CONSEGNA A =
Risponda alle seguenti domande sul brano:
(i) Che cosa era stato murato nel seminterrato?
(ii) Di quale marca era la macchina fotografica del padre?
(iii) Dove venivano stesi i cachi per completare la maturazione?

──────── BRANO ────────

Intanto con il passare del tempo imparavo giorno per giorno a costruire il mio porto sicuro all'interno di quel guscio, di quella casa.
Dalla familiarità delle stanze in cui si svolgeva la nostra vita quotidiana veniva un messaggio di certezza, di stabilità, di appartenenza.



E poi c'erano altri spazi che sembravano fatti apposta per suscitare curiosità, stimolare la fantasia, sviluppare la creatività, soddisfare la necessità di gioco propria dell'infanzia.
Nel seminterrato il vecchio rifugio contro i bombardamenti era tornato ad essere una normale cantina per conservare il vino e  l'accesso al tunnel per le uscite d'emergenza era stato murato, tuttavia dallo sbocco sul giardino si poteva ancora sbirciare dentro quel buco nero e qualche brivido correva lungo la schiena....
La cosa più interessante del seminterrato era però la "camera oscura", naturalmente off limits. Mio padre, che era appassionato di fotografia e non si accontentava di perseguitarci con gli scatti della sua Leika, si era costruito un vero e proprio laboratorio  dove  sviluppare foto, fare ingrandimenti, ritocchi, esperimenti vari. L'accesso era consentito solo in sua presenza : c'erano bacinelle di smalto bianco profilate di blu, boccetti di acidi e reagenti,pellicole, diapositive, tutto disposto ordinatamente sugli scaffali, ma la vera magia iniziava quando mio padre immergeva un foglio bianco nella bacinella. La stanza era completamente al buio ad eccezione di una fioca luce azzurrina che proveniva da una lampada speciale.Papà iniziava a contare sottovoce 101,102,103....e sul foglio di carta apparivano ombre indefinite che piano piano diventavano immagini riconoscibili. Ancora oggi se devo misurare un tempo breve senza orologio o contaminuti, dico anch'io sottovoce 101,102,103..., perchè mio padre mi aveva spiegato che l'inserimento del 100 serviva a calcolare correttamente la lunghezza dei secondi.
Anche quello che veniva impropriamente definito solaio era uno spazio dove fare piacevoli incursioni. La sua superficie era uguale a quella dei piani sottostanti ma i soffitti erano bassi e spioventi. C'era una camera per gli ospiti con i letti gemelli vestiti di crétonne a fiori e uno stanzone di stoccaggio come in tutti i solai che si rispettano : c'era il cassettone per le trapunte con il doveroso effluvio di naftalina, c'era la collezione delle Domeniche del Corriere rilegate in grossi volumi e quella del Corriere dei Piccoli con le avventure del Signor Bonaventura... ricco ormai da far paura..., c'era il "saccodellepezze" dove finivano i vecchi ritagli di stoffa che potevano diventare utili per il guardaroba delle bambole. In autunno quando i cachi erano quasi maturi, venivano messi nei cesti e issati con delle corde fino al solaio dove venivano stesi su assi di legno per completare la maturazione.

──────── ESTRATTI DELLE VOCI ────────

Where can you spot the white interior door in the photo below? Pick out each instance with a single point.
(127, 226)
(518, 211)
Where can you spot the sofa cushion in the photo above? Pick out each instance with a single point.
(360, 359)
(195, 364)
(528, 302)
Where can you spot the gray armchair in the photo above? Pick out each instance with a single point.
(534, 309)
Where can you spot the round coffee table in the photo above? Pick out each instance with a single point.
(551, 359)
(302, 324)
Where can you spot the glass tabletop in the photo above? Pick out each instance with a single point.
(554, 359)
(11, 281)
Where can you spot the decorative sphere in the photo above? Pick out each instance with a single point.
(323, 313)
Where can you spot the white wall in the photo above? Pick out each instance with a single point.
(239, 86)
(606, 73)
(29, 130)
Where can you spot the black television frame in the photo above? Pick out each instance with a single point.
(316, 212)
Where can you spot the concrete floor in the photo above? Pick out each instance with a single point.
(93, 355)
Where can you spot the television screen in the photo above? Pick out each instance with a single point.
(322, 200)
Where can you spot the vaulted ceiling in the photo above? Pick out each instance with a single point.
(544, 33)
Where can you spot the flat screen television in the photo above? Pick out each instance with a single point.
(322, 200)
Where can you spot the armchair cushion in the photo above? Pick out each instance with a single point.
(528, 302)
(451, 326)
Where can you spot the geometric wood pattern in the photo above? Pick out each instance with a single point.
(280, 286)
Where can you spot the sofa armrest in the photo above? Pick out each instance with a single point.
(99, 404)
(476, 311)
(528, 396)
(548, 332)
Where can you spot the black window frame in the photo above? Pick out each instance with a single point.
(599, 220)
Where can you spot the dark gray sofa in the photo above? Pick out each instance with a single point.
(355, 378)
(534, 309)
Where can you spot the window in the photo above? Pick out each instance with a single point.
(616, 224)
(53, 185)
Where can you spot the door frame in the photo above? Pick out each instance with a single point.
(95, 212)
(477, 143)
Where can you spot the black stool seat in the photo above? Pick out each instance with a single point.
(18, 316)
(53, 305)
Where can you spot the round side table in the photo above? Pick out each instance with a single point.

────────

CONSEGNA B = Trovi e copi ogni riga delle voci che contiene la parola "cushion", tenendo conto della distinzione tra maiuscole e minuscole.

RISPOSTA COMPLETA A =
(i) L'accesso al tunnel per le uscite d'emergenza.
(ii) Leika.
(iii) Su assi di legno nel solaio.

RISPOSTA COMPLETA B =
Where can you spot the sofa cushion in the photo above? Pick out each instance with a single point.
Where can you spot the armchair cushion in the photo above? Pick out each instance with a single point.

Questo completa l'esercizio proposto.